■ What the task requires ■
Could you restate word for word every line from the one containing "Can you see the sliding glass" to the end of the records, and nothing else?

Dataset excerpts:
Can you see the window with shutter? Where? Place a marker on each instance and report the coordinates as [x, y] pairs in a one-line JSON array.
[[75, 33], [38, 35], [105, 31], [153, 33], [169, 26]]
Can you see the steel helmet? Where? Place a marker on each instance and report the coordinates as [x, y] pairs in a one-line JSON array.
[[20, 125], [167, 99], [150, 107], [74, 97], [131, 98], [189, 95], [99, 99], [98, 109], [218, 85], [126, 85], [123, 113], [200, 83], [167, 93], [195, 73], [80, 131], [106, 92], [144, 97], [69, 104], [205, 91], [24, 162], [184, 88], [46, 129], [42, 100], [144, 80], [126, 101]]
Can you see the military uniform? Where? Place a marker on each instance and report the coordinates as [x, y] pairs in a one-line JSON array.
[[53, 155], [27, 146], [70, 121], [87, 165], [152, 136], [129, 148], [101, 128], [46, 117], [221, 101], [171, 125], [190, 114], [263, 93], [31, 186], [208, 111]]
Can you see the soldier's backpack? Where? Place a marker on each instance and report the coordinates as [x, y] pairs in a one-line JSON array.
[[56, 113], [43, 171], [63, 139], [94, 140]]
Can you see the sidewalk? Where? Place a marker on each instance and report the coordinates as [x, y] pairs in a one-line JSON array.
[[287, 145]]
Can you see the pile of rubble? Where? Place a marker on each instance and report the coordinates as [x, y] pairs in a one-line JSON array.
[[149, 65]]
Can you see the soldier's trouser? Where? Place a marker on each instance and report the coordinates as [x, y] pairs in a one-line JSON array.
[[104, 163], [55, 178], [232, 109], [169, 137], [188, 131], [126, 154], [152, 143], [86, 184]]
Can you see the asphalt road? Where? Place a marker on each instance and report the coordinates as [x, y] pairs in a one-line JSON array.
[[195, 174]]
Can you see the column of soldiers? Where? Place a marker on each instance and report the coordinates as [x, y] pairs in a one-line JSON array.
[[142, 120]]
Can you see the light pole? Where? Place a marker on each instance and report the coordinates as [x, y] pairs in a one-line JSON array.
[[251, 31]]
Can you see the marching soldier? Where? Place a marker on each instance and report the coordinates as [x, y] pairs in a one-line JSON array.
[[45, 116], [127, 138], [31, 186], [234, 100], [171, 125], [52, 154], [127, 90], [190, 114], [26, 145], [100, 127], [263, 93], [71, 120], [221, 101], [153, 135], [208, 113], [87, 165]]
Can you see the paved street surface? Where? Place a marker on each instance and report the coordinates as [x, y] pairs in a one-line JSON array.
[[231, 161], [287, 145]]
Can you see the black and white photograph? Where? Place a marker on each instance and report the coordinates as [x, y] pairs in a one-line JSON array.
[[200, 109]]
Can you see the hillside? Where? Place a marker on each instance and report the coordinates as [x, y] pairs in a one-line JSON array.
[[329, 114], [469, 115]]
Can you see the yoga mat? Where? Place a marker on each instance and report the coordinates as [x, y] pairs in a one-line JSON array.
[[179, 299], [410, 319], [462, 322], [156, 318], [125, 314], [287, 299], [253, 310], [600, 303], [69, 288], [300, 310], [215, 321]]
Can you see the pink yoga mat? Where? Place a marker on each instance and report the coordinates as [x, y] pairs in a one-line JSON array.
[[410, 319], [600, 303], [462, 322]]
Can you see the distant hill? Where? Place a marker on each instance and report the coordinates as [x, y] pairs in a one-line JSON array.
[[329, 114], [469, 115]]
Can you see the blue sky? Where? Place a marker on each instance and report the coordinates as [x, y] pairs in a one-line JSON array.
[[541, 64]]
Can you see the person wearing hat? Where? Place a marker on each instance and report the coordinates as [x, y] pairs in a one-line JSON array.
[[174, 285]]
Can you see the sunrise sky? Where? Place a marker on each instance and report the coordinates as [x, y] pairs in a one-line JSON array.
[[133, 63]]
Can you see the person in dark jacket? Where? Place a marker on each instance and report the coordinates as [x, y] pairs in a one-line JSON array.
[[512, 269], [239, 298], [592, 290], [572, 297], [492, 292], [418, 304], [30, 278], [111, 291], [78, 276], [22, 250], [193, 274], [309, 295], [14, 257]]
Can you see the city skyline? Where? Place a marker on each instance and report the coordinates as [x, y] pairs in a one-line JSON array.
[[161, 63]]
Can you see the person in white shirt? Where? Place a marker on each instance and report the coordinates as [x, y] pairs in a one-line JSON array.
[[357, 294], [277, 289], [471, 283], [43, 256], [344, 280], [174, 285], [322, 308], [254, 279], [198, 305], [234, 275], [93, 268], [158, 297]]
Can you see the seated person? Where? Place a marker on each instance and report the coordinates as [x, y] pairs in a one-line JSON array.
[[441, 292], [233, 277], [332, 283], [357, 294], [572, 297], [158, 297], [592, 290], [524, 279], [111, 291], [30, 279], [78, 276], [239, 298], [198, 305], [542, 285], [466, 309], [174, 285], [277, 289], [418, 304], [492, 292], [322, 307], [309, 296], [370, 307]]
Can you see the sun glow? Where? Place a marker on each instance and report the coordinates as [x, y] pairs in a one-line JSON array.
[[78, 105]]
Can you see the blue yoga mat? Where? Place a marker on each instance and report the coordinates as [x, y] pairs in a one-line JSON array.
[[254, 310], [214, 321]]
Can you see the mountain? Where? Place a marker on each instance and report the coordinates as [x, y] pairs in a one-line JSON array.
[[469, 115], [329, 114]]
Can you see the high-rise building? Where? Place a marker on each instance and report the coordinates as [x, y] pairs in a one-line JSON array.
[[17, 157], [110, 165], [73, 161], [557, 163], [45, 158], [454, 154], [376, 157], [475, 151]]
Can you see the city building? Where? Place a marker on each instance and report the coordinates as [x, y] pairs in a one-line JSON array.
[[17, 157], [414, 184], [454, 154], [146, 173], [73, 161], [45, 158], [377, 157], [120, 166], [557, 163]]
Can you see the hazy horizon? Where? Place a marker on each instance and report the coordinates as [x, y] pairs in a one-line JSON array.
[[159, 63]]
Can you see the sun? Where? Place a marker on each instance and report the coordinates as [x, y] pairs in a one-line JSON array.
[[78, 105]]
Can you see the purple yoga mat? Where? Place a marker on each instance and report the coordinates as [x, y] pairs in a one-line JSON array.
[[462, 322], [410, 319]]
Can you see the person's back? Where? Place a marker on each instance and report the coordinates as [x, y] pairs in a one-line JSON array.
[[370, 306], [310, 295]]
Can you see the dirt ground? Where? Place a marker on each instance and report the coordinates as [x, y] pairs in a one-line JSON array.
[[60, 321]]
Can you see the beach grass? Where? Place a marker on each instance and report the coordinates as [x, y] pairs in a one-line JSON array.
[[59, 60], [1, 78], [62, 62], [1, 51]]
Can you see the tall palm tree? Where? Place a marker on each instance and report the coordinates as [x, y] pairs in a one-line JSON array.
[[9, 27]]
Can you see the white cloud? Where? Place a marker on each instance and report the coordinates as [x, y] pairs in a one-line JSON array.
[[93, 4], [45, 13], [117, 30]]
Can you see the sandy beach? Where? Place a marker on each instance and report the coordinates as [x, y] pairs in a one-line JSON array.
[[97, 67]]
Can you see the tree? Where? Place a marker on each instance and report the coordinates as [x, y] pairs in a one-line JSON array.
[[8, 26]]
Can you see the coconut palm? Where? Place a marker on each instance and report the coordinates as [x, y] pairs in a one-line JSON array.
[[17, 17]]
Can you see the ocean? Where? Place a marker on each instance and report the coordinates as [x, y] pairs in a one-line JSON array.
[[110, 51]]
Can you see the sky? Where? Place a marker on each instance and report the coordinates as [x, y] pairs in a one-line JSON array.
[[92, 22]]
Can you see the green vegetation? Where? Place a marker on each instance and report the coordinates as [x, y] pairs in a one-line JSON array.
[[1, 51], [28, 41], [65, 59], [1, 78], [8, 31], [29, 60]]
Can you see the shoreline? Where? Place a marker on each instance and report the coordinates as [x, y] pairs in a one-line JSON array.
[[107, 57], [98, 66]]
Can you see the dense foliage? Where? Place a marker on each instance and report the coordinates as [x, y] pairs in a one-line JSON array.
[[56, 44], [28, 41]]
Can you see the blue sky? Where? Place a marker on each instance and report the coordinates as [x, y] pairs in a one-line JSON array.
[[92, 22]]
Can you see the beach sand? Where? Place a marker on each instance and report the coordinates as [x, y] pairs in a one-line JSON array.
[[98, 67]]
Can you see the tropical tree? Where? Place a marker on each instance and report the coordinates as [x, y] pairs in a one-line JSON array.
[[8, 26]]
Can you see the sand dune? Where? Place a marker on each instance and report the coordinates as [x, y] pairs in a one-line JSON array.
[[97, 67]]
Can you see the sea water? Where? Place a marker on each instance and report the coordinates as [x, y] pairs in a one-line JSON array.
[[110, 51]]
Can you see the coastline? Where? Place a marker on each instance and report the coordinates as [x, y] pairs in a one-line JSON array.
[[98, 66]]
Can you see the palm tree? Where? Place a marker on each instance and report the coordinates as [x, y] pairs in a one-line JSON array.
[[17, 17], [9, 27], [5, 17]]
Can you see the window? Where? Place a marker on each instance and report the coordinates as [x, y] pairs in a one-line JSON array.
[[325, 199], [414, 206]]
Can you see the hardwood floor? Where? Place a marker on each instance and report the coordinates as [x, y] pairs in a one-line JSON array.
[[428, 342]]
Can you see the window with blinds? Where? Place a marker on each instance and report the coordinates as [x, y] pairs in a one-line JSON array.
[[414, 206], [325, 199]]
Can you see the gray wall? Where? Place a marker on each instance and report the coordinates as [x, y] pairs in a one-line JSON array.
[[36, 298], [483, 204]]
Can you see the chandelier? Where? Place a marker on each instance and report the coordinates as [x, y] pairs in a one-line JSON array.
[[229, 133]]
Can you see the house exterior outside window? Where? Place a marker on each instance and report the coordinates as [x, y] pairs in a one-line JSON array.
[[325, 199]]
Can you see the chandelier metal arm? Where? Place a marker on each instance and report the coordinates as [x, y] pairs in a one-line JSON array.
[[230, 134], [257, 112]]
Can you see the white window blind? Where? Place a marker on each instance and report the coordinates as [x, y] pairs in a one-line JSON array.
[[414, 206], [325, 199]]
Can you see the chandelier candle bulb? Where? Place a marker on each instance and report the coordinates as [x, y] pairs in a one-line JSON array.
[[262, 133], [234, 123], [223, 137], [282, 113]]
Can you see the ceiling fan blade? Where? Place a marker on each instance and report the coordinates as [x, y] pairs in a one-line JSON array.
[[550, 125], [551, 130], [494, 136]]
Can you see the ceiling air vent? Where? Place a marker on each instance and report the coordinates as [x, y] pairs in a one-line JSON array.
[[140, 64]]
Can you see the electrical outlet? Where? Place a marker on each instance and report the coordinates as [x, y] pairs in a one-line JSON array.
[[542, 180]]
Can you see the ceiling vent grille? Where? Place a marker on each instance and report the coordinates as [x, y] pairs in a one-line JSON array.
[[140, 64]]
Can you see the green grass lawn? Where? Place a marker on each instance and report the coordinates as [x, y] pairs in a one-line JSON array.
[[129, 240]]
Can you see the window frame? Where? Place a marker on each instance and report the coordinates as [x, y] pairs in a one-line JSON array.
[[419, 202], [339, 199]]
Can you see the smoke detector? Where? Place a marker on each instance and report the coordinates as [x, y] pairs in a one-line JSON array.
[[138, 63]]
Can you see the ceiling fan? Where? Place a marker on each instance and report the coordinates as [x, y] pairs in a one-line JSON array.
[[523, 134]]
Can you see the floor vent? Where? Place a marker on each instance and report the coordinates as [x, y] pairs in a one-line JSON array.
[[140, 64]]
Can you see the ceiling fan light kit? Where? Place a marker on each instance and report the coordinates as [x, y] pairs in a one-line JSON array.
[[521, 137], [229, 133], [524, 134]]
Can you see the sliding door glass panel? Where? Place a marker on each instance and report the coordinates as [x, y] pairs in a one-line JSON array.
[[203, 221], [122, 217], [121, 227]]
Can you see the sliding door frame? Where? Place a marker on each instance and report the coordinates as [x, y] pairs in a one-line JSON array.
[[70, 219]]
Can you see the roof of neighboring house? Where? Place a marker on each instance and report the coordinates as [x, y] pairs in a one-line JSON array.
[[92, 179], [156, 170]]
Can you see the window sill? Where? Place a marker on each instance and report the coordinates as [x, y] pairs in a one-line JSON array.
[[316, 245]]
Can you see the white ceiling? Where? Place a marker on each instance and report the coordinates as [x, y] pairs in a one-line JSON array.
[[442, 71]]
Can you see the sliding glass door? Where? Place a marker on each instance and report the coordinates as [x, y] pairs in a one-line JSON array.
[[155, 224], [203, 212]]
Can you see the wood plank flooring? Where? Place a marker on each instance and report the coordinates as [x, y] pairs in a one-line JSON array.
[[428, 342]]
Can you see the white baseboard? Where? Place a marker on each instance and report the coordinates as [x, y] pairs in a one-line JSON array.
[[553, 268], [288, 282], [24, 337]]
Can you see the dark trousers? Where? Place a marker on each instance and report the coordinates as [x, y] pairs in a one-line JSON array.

■ Your solution ■
Can you see the sliding glass door? Where? Place a marker on each instance and report the coordinates as [x, y] pairs in a one-line JSON array.
[[155, 224], [203, 212]]
Can you see the wood plank flooring? Where? Place a marker on each instance and report the coordinates as [x, y] pairs in a one-line JSON array.
[[428, 342]]
Can you see the white baseboard? Where? Place a marker on each instance and report the coordinates as [x, y] pairs in a one-line JSON array.
[[553, 268], [288, 282], [24, 337]]
Can you see the dark trousers? Where? Place a marker on each instance and report the coordinates as [x, y] pairs in a one-line JSON array.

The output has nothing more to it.